WHAT IS EXPECTED:
Rewrite the lines from the one containing "In this exercise you will mark each instance of the flower" through the last line, both included, and add -133 to every coordinate value.

(Location labeling records)
-- START --
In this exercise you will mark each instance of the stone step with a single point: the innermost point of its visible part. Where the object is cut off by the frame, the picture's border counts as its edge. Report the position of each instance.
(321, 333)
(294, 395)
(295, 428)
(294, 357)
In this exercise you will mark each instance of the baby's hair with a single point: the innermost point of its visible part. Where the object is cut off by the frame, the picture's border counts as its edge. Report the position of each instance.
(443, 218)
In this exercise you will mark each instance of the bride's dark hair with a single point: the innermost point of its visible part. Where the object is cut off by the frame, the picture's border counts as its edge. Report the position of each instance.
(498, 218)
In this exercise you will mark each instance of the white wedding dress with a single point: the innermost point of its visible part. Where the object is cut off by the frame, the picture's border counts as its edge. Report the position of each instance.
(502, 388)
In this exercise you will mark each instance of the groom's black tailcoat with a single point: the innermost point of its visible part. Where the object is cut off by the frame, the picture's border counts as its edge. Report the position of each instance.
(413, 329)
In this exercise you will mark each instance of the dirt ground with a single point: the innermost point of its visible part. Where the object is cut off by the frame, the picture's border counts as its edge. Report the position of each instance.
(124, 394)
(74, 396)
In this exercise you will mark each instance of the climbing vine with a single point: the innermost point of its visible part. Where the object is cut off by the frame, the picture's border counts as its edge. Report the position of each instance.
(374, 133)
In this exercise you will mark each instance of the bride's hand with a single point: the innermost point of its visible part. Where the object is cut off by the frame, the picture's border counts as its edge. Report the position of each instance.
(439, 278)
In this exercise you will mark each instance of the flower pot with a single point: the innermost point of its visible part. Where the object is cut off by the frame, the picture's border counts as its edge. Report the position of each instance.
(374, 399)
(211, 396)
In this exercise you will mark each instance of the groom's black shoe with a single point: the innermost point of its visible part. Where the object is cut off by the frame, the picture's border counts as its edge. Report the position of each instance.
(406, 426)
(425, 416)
-- END --
THE COMPLETED TASK:
In this exercise you will mark each instance of the flower pot with a single point: the innermost point of its visible part. Where the object is cut off by the frame, the picture's border counts as its edge. Report the position of each instance.
(241, 266)
(78, 263)
In this exercise you will mark each instance of the groom's black shoe with a single point: the innermost point of its visible part. Where the object is cut off by the frame, the picture's border counts as its edge. Report the position of each instance.
(273, 293)
(292, 283)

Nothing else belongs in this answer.